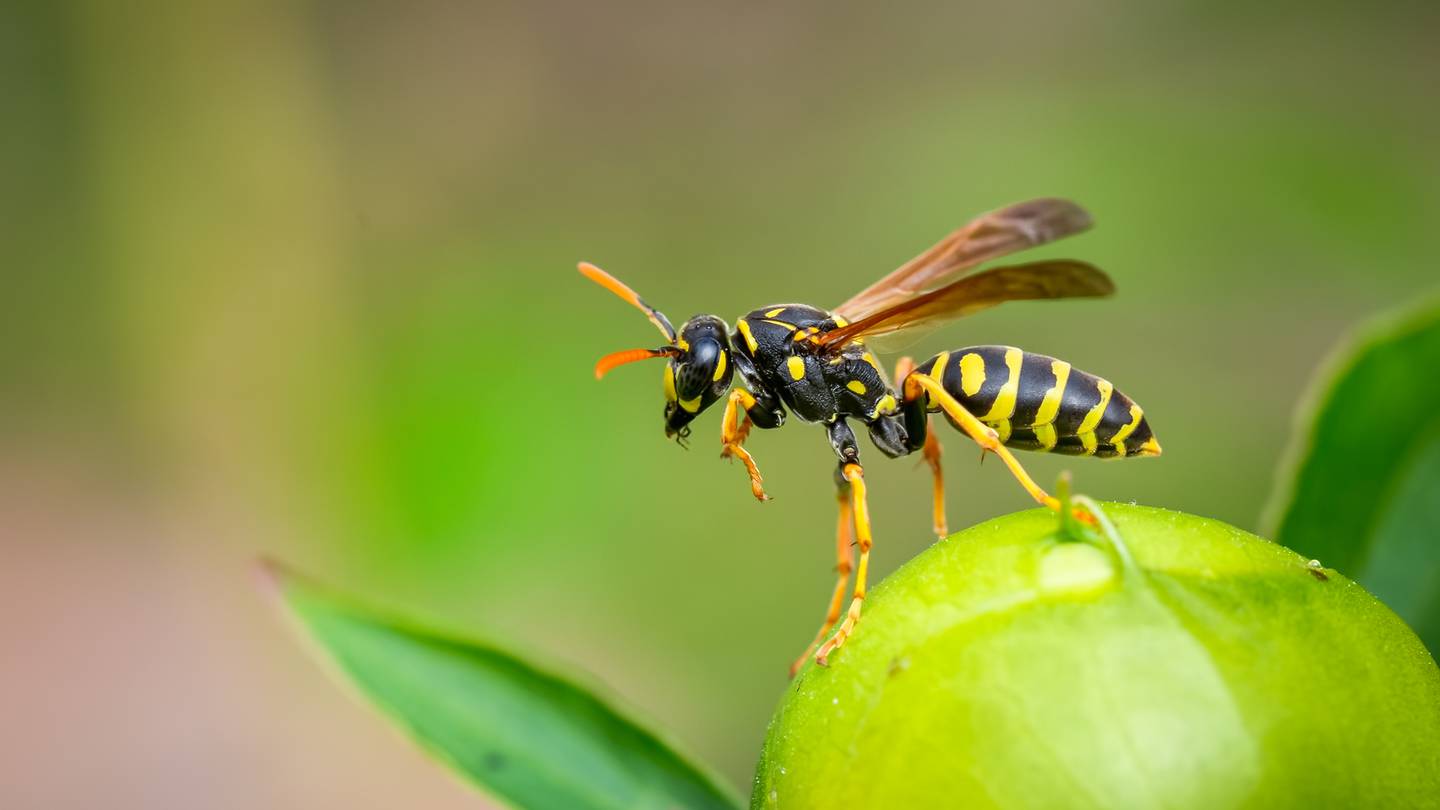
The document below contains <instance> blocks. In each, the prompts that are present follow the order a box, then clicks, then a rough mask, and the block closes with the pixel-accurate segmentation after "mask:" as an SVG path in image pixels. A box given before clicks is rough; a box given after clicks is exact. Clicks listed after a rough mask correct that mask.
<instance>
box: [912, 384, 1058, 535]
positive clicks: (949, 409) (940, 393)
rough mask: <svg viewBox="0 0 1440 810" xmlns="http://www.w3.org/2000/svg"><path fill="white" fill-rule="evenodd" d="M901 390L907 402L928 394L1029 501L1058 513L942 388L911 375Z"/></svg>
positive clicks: (1047, 497)
mask: <svg viewBox="0 0 1440 810" xmlns="http://www.w3.org/2000/svg"><path fill="white" fill-rule="evenodd" d="M904 389H906V392H904V398H906V401H910V399H914V398H916V396H919V395H920V392H922V391H923V392H924V393H929V395H930V402H935V404H937V405H939V406H940V408H942V409H943V411H945V412H946V414H949V417H950V418H952V419H955V424H958V425H960V430H962V431H965V432H966V434H968V435H969V437H971V438H972V440H975V444H978V445H981V450H988V451H991V453H994V454H995V455H998V457H999V460H1001V461H1004V463H1005V467H1008V468H1009V473H1011V474H1012V476H1015V480H1017V481H1020V486H1022V487H1025V491H1027V493H1030V497H1032V499H1035V500H1037V502H1038V503H1040V504H1041V506H1048V507H1050V509H1054V510H1056V512H1058V510H1060V502H1058V500H1056V499H1054V496H1051V494H1050V493H1047V491H1045V490H1043V489H1040V484H1037V483H1035V480H1034V479H1031V477H1030V473H1027V471H1025V468H1024V467H1021V466H1020V461H1017V460H1015V455H1014V454H1012V453H1011V451H1009V448H1007V447H1005V445H1004V444H1001V442H999V434H996V432H995V431H994V430H992V428H991V427H989V425H986V424H985V422H982V421H979V418H978V417H975V414H971V412H969V411H966V409H965V406H963V405H960V404H959V401H956V399H955V398H953V396H950V393H949V392H948V391H945V386H942V385H940V383H939V382H936V380H933V379H930V378H929V376H926V375H916V373H913V375H910V376H907V378H906V380H904Z"/></svg>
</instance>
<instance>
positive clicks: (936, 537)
mask: <svg viewBox="0 0 1440 810" xmlns="http://www.w3.org/2000/svg"><path fill="white" fill-rule="evenodd" d="M913 370H914V360H913V359H912V357H900V360H899V362H896V388H897V389H900V395H901V396H906V393H904V389H906V385H904V380H906V378H909V376H910V372H913ZM904 419H906V430H907V432H909V435H910V450H912V451H914V450H916V444H917V441H919V440H920V437H924V438H923V444H920V447H919V450H920V454H922V457H923V458H924V463H926V464H929V466H930V479H932V480H933V490H932V500H933V507H932V517H933V522H932V528H933V529H935V536H936V538H939V539H942V540H943V539H945V538H946V536H948V535H949V533H950V532H949V529H948V528H946V525H945V473H943V471H942V470H940V440H939V438H936V435H935V431H933V430H930V415H929V414H927V412H926V409H924V398H923V396H916V398H914V399H904Z"/></svg>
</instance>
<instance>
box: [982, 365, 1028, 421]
mask: <svg viewBox="0 0 1440 810" xmlns="http://www.w3.org/2000/svg"><path fill="white" fill-rule="evenodd" d="M1024 359H1025V353H1024V352H1021V350H1020V349H1005V369H1007V372H1008V375H1007V378H1005V383H1004V385H1001V386H999V393H996V395H995V404H994V405H991V411H989V414H985V415H984V417H981V419H982V421H999V419H1008V418H1011V417H1014V415H1015V395H1017V393H1018V392H1020V363H1021V362H1022V360H1024Z"/></svg>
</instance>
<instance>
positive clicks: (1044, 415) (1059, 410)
mask: <svg viewBox="0 0 1440 810" xmlns="http://www.w3.org/2000/svg"><path fill="white" fill-rule="evenodd" d="M1050 373H1053V375H1056V386H1054V388H1051V389H1050V391H1047V392H1045V398H1044V399H1041V401H1040V409H1038V411H1035V425H1034V427H1040V425H1048V424H1051V422H1054V421H1056V417H1057V415H1058V414H1060V402H1061V399H1064V395H1066V383H1067V382H1070V363H1067V362H1064V360H1056V362H1053V363H1050ZM1035 435H1040V431H1035ZM1050 447H1054V442H1051V445H1050Z"/></svg>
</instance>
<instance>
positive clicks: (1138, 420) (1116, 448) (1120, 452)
mask: <svg viewBox="0 0 1440 810" xmlns="http://www.w3.org/2000/svg"><path fill="white" fill-rule="evenodd" d="M1143 417H1145V411H1140V406H1139V405H1136V404H1133V402H1130V422H1129V424H1128V425H1125V427H1123V428H1120V430H1117V431H1115V437H1112V438H1110V444H1113V445H1115V451H1116V453H1119V454H1120V455H1125V440H1128V438H1130V434H1132V432H1135V428H1138V427H1140V419H1142V418H1143Z"/></svg>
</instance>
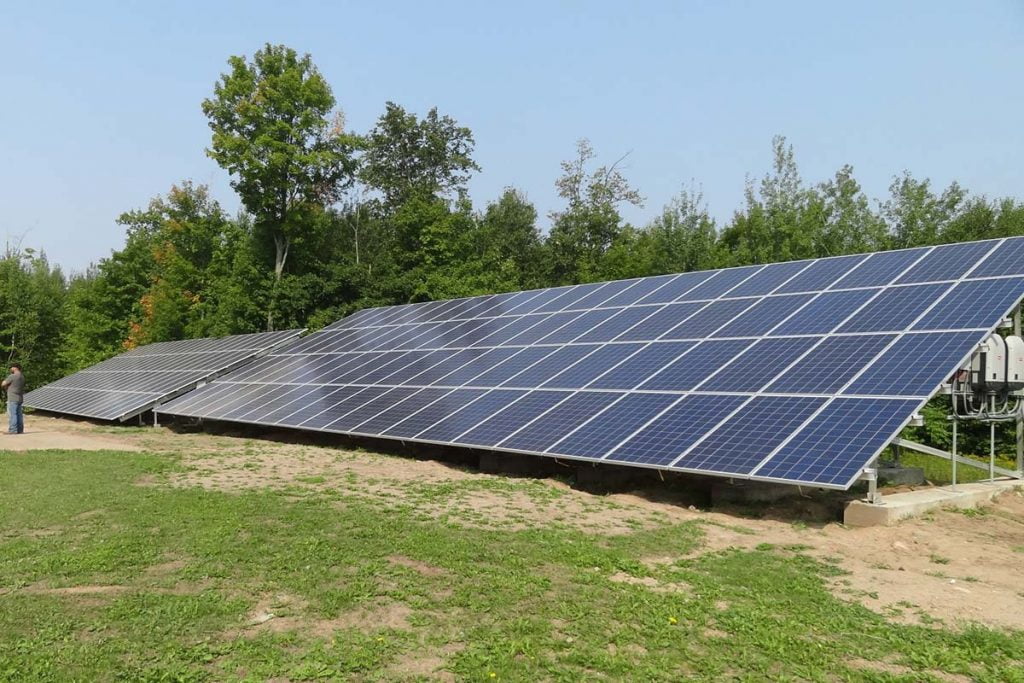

⁂

**Requirement**
Locate every line in the material above that contains the word "clicks", and copy each of those lines. Uppercase and lowercase letters count as different.

**Answer to the exercise**
The document below contains <instance> blocks. In each, the prompts that are present follow the order a box, then clicks, then a rough mask, and the block closes with the pixel-accurate segmentation after "mask:" as an SVG path in image pixels. A box given before clicks is rough; a box given after clicks is exact. Clicks listed after a rough mask correct that mask.
positive clicks: (949, 409) (940, 393)
positive clicks: (1047, 497)
positive clicks: (936, 537)
positive clicks: (1044, 415) (1059, 410)
positive clicks: (1138, 420) (1116, 448) (1120, 452)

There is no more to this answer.